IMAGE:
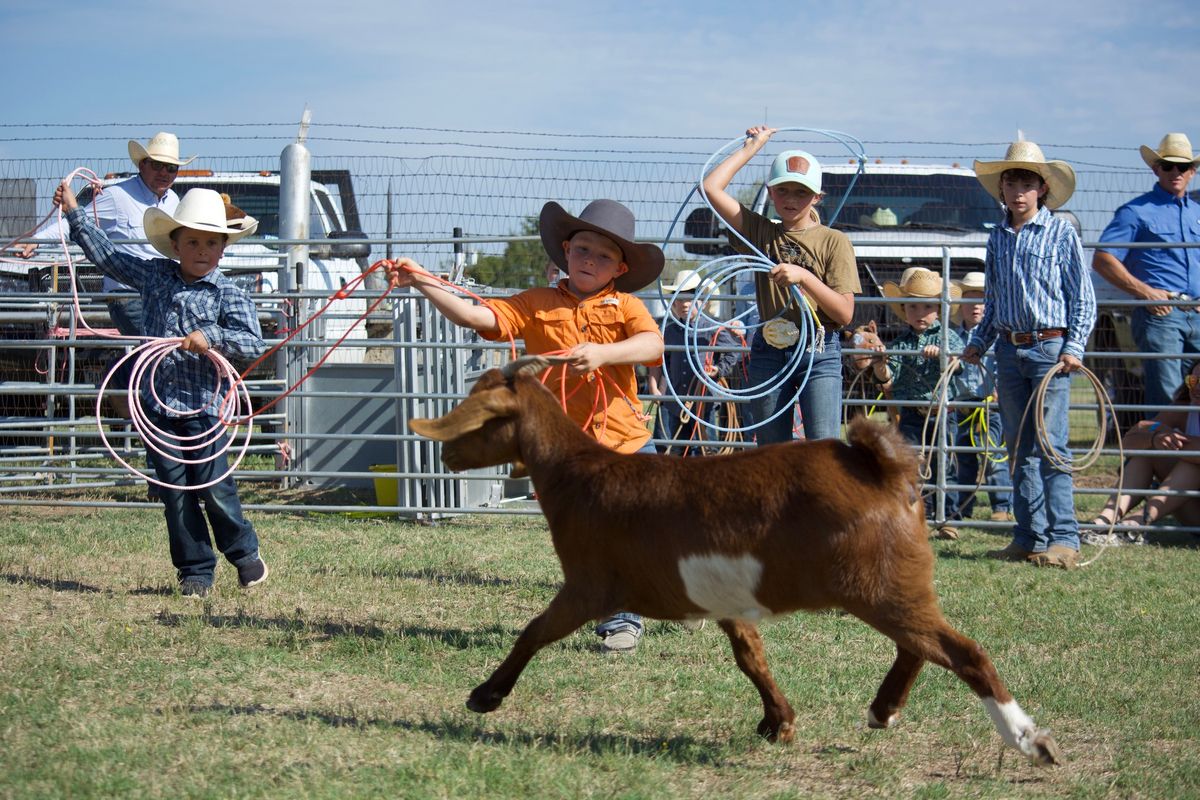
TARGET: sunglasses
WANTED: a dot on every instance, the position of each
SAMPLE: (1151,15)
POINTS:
(1169,166)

——

• _EXERCISE PROMPT_:
Please reproduce every one of the entries above line for line, leaving out the pictures.

• _EXERCISE OUTPUT_:
IMAGE:
TARGET: sunglasses
WANTED: a dot on every instance, the position of each
SAMPLE: (1151,15)
POINTS:
(1169,166)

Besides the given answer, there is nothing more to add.